** RECORD EXCERPTS follows **

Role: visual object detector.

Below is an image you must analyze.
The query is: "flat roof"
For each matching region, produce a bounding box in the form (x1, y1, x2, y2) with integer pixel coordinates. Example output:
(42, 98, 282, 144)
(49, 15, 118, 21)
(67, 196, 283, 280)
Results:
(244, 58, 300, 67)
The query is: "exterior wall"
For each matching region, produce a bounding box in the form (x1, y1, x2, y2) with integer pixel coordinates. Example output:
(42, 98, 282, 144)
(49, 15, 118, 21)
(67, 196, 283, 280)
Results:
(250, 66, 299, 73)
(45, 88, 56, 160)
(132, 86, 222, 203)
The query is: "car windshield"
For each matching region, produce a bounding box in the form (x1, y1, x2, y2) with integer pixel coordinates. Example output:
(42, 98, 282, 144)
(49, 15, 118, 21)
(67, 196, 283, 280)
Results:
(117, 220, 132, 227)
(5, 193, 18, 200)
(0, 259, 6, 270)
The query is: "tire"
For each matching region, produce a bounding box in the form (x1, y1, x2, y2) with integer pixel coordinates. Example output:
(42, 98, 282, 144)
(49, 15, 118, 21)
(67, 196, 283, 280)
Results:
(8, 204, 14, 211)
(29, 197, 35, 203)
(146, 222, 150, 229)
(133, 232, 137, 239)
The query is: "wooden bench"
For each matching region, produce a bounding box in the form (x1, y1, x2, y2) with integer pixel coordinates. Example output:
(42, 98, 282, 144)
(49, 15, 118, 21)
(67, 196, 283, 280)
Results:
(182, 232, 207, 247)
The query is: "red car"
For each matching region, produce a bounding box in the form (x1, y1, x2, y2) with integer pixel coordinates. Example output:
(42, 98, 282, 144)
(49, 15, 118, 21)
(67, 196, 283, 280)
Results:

** End of RECORD EXCERPTS **

> _WORK TO BE COMPLETED_: What is needed is an exact transcription of every entry.

> _FINISHED EXERCISE_:
Role: visual object detector.

Below is an image you must analyze.
The query is: "flat roof"
For each matching region, produce a bounding box in the form (x1, y1, x2, y2) with integer pixel coordinates. Example output:
(42, 98, 282, 144)
(49, 15, 118, 21)
(67, 196, 283, 280)
Results:
(244, 58, 300, 67)
The query is: "exterior wall"
For each matching region, produce a bounding box in the form (x1, y1, x2, y2) with integer pixel coordinates. Example output:
(42, 98, 282, 144)
(49, 15, 118, 21)
(67, 196, 283, 280)
Results:
(250, 66, 299, 73)
(45, 88, 56, 160)
(132, 86, 222, 203)
The query is: "car windshield"
For each matching region, produce a bounding box in the form (x1, y1, x2, y2) with integer pixel coordinates. Example output:
(42, 98, 282, 144)
(49, 15, 118, 21)
(67, 196, 283, 280)
Results:
(117, 220, 132, 227)
(5, 193, 18, 200)
(0, 259, 6, 270)
The query is: "tire"
For each matching region, produce a bounding box in the form (x1, y1, x2, y2) with integer pixel coordinates. Example output:
(42, 98, 282, 144)
(49, 15, 118, 21)
(67, 196, 283, 280)
Results:
(8, 204, 14, 211)
(29, 197, 35, 203)
(146, 222, 150, 229)
(133, 232, 137, 239)
The query is: "wooden bench"
For each matching region, produce a bounding box in the form (x1, y1, x2, y2) with integer pixel coordinates. Example output:
(42, 98, 282, 144)
(49, 15, 118, 21)
(67, 196, 283, 280)
Results:
(182, 232, 207, 247)
The query is: "red car"
For each matching region, produce a bounding box in the form (x1, y1, x2, y2) with integer pixel coordinates. Example output:
(42, 98, 282, 144)
(49, 15, 118, 21)
(67, 196, 283, 280)
Results:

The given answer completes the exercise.